It’s expensive to own a major league baseball team. If I win Powerball, I’ll probably buy a team and move them to Portland, Oregon and call ’em The Jeffs (but after taxes, shoot, I probably still can’t do it – I’ll start a GoFundMe page for the rest). To own a team, you really need to understand business because the whole thing is wildly complicated. Concessions, salaries, parking, merchandise, arbitration, trades, stadiums and then, oh yeah, the game on the field. If you want a good look at the broader picture, I can’t recommend Jonah Keri’s The Extra 2% enough. You can’t be too weak in any one area or you’ll be taken advantage of, whether it’s through poor signings, lost revenue or, worst of all, being stuck with a losing team. No owner can be expected to know every piece of the puzzle, though, and that’s why they routinely try to surround themselves with smart people they purportedly trust. These GM’s, Assistant GM’s, Chief Baseball Officers, Presidents of Baseball Operations, Scouting Directors and the like come to their positions with a wealth of knowledge. And it’s with the this cumulative brain power that a team is run. The direction in which it’s run, however, may not be such a large, inclusive conversation. The direction is deliberate and is likely dictated by the top few.

Those top few for the Arizona Diamondbacks have elected to try to win right now. Why not? Paul Goldschmidt is an MVP-type player who may end up in the Hall of Fame someday and happens to be in his prime. A.J. Pollock and Patrick Corbin are cost-controlled players that perform at All-Star levels and cost a fraction of the All-Star price. There are some young supports in Jake Lamb, Archie Bradley, David Peralta and others, while some veterans, like Brad Ziegler and Welington Castillo, add stability. The team was missing a few key pieces and they, by and large, have filled those needs with Zack Greinke and Shelby Miller. Signing Howie Kendrick for second base might be a good idea (emphasis on “might”). Adding another strong reliever or a good defensive backup catcher would make some sense. Every roster could use another piece or two, but as it stands right now, the Diamondbacks appear to be in the thick of it when it comes to contending for an NL Playoff spot, along with the Nationals, Mets, Cardinals, Pirates, Giants and Dodgers. The Cubs are way out front.

Arriving at this juncture has been the result of some parts luck and some parts wheeling-and-dealing. It’s that wheeling and dealing that we should really focus on. Even though I’ve thought about it in the past, it was the most recent episode of The Pool Shot that sort of jogged my memory. Since last April, the Diamondbacks have traded or forfeited the following draft picks:

  • Touki Toussaint, their 2014 first-round pick (16th overall)

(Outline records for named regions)
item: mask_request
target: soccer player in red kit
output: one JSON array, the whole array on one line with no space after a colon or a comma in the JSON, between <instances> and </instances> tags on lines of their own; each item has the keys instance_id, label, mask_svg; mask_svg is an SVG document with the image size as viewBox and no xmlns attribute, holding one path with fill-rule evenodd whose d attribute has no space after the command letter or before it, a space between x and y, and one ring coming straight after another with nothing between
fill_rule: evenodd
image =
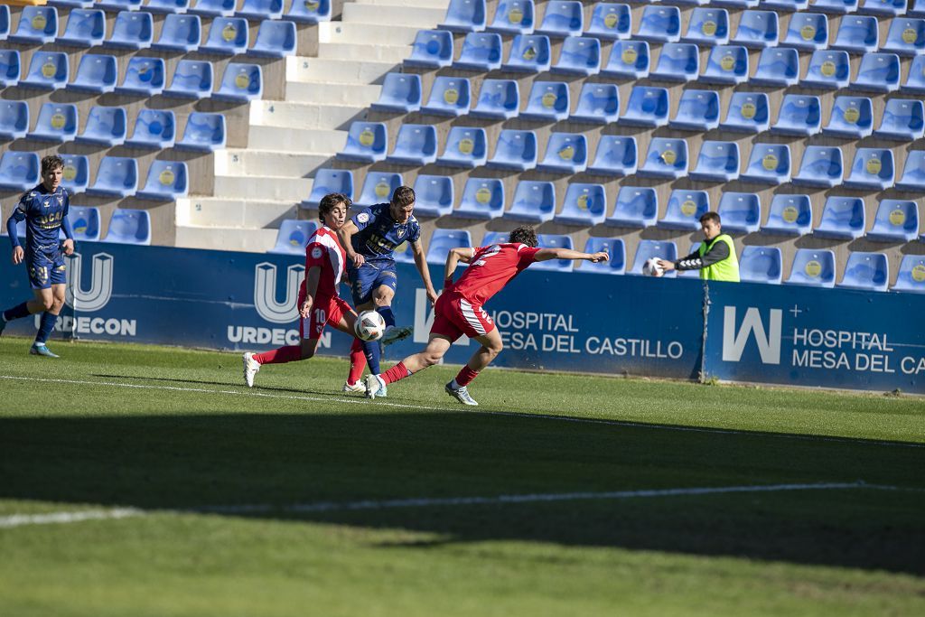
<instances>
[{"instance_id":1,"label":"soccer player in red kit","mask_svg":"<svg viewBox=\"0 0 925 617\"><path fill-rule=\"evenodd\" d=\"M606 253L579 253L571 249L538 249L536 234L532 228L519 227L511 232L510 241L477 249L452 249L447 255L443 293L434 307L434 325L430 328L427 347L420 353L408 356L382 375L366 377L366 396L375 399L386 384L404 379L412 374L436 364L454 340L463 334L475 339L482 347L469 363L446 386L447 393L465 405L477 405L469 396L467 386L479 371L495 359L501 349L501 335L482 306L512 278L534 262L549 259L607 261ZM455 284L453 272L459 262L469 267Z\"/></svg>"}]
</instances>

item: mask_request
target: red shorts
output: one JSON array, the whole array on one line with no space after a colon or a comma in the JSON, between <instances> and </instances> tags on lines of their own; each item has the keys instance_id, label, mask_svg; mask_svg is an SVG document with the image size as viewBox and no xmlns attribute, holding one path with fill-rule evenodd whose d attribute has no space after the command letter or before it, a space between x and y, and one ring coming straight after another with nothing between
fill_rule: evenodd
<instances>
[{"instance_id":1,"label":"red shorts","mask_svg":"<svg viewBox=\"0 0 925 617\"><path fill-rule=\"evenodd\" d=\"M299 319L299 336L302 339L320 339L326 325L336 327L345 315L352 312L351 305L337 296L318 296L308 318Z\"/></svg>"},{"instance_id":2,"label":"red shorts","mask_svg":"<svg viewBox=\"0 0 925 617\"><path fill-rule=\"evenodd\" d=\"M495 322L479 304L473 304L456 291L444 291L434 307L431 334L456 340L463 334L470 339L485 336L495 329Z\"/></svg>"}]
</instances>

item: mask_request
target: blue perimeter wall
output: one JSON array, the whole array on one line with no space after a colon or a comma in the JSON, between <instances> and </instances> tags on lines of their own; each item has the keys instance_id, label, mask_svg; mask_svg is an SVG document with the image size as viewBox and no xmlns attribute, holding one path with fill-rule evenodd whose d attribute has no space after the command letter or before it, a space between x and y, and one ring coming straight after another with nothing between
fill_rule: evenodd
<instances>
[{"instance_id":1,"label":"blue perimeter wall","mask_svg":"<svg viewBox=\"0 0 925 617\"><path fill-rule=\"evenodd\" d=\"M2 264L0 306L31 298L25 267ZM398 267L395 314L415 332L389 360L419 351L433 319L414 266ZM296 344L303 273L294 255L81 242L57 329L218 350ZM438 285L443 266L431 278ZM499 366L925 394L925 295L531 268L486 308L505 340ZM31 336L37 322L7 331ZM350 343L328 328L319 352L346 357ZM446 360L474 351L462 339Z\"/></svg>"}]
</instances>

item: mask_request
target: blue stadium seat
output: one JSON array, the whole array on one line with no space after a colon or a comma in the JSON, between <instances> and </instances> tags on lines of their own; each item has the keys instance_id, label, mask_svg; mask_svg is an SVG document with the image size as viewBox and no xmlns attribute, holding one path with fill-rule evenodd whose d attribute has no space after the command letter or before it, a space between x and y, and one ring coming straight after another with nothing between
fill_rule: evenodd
...
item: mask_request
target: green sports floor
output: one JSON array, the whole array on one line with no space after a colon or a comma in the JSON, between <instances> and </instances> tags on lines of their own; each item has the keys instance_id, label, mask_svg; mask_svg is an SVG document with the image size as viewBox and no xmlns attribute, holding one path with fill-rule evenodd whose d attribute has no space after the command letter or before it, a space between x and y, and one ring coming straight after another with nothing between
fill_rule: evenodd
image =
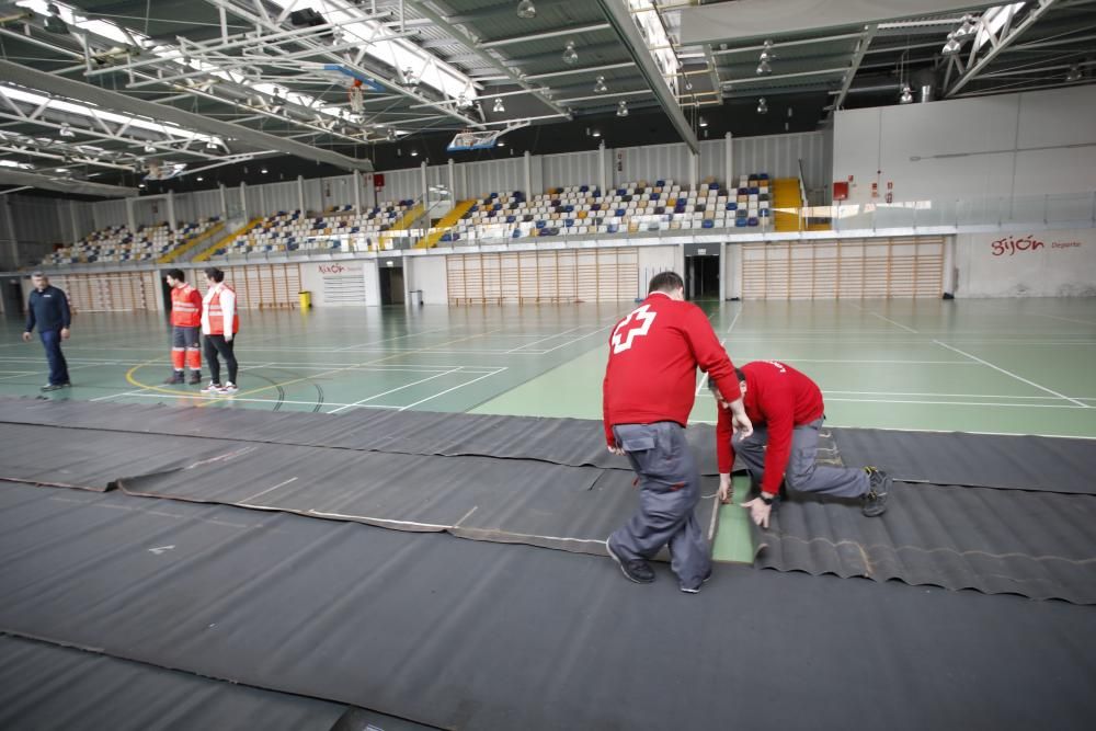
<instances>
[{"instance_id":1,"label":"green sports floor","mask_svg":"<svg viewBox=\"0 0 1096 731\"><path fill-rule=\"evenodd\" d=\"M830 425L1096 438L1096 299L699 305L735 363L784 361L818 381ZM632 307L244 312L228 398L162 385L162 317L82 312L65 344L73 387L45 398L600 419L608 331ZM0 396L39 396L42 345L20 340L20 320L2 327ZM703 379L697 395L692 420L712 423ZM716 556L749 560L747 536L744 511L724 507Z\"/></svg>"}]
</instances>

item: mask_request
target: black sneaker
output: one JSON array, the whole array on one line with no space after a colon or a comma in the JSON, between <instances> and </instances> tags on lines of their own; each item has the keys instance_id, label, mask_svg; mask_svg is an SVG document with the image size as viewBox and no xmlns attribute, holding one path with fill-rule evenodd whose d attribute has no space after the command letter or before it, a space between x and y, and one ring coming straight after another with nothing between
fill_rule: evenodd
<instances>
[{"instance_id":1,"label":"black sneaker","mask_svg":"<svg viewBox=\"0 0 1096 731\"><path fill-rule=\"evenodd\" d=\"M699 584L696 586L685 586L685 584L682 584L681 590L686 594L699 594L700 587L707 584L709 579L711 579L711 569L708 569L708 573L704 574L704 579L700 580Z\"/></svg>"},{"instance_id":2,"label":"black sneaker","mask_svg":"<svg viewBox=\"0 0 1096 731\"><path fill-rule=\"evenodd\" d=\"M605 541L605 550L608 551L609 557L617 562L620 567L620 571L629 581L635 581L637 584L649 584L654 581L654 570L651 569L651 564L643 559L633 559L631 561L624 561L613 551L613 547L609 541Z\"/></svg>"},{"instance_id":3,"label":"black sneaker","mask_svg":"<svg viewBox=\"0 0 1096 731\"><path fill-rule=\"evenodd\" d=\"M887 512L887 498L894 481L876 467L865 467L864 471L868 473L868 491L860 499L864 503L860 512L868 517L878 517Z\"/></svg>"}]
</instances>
---
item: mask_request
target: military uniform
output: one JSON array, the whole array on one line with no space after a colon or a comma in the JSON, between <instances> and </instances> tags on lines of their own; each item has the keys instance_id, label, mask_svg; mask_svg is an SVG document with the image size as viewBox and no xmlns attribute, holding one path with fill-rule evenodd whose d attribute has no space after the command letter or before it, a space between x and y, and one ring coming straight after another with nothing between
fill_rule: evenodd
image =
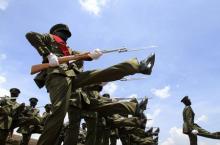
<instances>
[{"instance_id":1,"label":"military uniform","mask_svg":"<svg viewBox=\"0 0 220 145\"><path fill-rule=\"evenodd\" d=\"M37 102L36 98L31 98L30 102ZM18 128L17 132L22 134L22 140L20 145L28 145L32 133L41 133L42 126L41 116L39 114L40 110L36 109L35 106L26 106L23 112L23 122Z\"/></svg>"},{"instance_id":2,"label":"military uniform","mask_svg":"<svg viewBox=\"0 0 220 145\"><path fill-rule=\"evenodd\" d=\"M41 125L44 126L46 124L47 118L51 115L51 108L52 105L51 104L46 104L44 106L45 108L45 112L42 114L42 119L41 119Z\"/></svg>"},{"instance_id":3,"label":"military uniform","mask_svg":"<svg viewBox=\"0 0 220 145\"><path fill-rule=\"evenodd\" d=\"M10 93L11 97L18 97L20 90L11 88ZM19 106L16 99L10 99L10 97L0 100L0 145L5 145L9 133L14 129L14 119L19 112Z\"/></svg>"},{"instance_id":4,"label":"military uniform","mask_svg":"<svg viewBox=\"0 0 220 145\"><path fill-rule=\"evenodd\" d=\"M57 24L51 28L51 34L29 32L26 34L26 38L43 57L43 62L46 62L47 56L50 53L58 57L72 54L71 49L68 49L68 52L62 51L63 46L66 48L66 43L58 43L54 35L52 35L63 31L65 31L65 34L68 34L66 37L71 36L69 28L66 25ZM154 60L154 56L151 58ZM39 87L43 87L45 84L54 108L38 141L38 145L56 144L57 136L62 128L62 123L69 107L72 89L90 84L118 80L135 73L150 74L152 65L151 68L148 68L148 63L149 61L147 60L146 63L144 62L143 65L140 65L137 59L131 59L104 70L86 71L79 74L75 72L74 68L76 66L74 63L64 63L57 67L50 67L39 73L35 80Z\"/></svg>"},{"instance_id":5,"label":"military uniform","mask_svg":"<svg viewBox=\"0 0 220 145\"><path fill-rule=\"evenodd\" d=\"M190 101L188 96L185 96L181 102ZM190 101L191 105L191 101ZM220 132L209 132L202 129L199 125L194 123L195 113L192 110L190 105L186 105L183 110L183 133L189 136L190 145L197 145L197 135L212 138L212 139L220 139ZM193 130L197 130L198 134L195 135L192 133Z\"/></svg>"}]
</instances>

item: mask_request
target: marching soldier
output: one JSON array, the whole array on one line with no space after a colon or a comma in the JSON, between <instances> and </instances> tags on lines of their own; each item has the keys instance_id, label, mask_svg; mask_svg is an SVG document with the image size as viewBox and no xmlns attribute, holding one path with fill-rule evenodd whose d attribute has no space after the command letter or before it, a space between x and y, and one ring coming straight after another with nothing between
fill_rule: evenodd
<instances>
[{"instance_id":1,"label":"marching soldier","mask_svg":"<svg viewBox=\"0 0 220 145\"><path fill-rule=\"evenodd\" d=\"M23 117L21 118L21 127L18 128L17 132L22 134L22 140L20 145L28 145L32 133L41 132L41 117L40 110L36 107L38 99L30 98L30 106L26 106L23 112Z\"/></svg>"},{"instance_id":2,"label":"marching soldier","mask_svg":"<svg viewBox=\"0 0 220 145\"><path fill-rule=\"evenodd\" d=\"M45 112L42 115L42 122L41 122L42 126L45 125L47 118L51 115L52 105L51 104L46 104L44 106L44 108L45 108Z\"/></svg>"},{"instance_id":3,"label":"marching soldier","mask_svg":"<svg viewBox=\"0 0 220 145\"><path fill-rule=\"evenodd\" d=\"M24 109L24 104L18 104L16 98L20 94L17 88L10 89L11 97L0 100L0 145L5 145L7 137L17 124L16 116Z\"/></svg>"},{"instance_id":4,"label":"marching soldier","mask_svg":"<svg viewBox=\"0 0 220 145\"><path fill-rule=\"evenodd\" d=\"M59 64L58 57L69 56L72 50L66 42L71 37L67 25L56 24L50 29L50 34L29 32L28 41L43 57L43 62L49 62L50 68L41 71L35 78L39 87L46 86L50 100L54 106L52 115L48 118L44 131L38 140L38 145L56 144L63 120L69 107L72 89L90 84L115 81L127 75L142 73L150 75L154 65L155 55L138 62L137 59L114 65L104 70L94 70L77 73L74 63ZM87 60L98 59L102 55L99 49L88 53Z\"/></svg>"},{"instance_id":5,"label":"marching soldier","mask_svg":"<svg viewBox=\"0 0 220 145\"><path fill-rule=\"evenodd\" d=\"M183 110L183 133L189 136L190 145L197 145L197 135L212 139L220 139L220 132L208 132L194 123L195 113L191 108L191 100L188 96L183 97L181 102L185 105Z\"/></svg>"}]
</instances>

→ DO THIS
Repeat the text on baseball team ownership word for word, from "Arriving at this" up to and including "pick (16th overall)". None of these items are needed.

→ PROBLEM SOLUTION
Arriving at this juncture has been the result of some parts luck and some parts wheeling-and-dealing. It’s that wheeling and dealing that we should really focus on. Even though I’ve thought about it in the past, it was the most recent episode of The Pool Shot that sort of jogged my memory. Since last April, the Diamondbacks have traded or forfeited the following draft picks:

  • Touki Toussaint, their 2014 first-round pick (16th overall)